**Provided passage**
····················

Cal Kestis is a fictional character in the Star Wars franchise. He is the player character and main protagonist of the 2019 video game Star Wars Jedi: Fallen Order, an action-adventure game developed by Respawn Entertainment, and its upcoming sequel, Star Wars Jedi: Survivor (in 2023). Within the series, Cal is a former Jedi Padawan who survived the Great Jedi Purge and went into hiding. Years later, he is detected using the Force and is then led on a journey to rebuild the Jedi Order. He is portrayed through performance capture by American actor and model Cameron Monaghan. 

Cal also appeared in a brief cameo in the novel Star Wars: Brotherhood by Mike Chen and will appear as the main character in the upcoming novel Star Wars Jedi: Battle Scars by Sam Maggs.

Cal has received a generally positive reception from critics.

Development and design 
Monaghan provides both the voice and likeness for Cal's character, including his natural red hair. On playing the part of Cal, he said "It's pretty surreal to see a character that you built and got to explore and imagine. It's a character that I've really grown to love." He also stated, "It's such a privilege to be able to play something that has a storied history behind it, but also something that I'm a fan of and have always wanted to be part of since I was a kid." The actor "didn't want to model Cal on any specific Star Wars character", adding "I wanted Cal's personality and demeanor and everything to come out of his own experiences and his own stories, and to build it from an inward place."

····················

**Data section**
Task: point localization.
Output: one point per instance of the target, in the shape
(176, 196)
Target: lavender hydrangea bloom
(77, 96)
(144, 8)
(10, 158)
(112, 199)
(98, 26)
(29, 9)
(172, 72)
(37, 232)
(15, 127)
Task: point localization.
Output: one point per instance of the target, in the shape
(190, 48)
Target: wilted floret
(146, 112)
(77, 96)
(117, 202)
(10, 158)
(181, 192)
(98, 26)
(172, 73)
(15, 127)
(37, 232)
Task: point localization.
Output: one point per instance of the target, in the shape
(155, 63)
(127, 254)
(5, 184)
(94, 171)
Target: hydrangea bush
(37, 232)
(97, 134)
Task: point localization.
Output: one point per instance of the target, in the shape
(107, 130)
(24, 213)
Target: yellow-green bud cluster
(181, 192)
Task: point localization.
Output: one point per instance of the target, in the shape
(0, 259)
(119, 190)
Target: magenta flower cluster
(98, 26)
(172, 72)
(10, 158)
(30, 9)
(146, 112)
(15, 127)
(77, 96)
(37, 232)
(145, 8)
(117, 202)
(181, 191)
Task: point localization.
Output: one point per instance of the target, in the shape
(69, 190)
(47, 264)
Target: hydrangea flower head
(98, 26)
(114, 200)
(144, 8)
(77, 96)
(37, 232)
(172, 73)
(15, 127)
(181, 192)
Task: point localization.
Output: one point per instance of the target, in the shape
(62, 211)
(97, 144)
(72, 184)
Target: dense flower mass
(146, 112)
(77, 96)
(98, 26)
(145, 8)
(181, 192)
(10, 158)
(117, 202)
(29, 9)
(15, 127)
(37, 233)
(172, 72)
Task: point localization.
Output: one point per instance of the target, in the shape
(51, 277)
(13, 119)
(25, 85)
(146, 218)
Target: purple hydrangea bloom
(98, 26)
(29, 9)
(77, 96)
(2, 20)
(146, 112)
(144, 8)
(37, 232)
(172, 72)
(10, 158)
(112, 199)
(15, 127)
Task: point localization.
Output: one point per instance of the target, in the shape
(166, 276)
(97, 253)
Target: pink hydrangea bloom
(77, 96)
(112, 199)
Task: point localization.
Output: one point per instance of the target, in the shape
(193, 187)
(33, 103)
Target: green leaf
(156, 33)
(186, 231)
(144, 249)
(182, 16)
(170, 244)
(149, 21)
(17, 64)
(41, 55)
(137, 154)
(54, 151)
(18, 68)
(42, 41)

····················

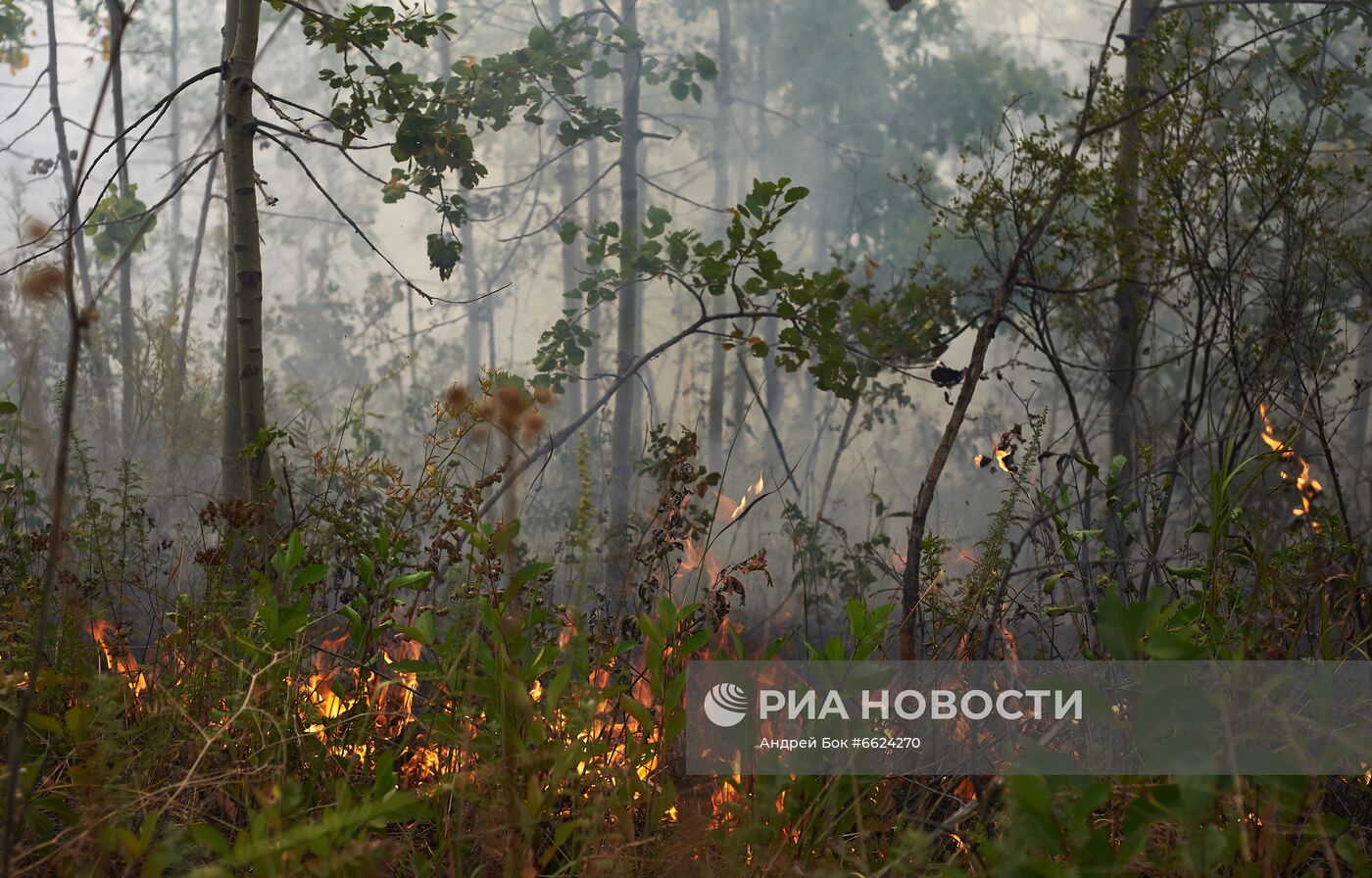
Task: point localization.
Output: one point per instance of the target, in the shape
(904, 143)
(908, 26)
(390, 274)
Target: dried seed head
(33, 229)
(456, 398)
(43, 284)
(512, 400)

····················

**Exercise task 1**
Repeat the stretch of the Cal Kestis article above from "Cal also appeared" through "by Sam Maggs.".
**Exercise task 2**
Condense the paragraph of the Cal Kestis article that begins "Monaghan provides both the voice" into a short bulleted list that keeps its main facts.

**Full response 1**
Cal also appeared in a brief cameo in the novel Star Wars: Brotherhood by Mike Chen and will appear as the main character in the upcoming novel Star Wars Jedi: Battle Scars by Sam Maggs.

**Full response 2**
- Monaghan provides Cal's voice and likeness, including his natural red hair.
- He called it surreal to see a character he built, explored and imagined, and said he has grown to love Cal.
- He considers it a privilege to play a part with a storied history in a franchise he has been a fan of and wanted to join since childhood.
- He did not model Cal on any specific Star Wars character. Instead, he wanted Cal's personality and demeanor to come from the character's own experiences and stories, built from an inward place.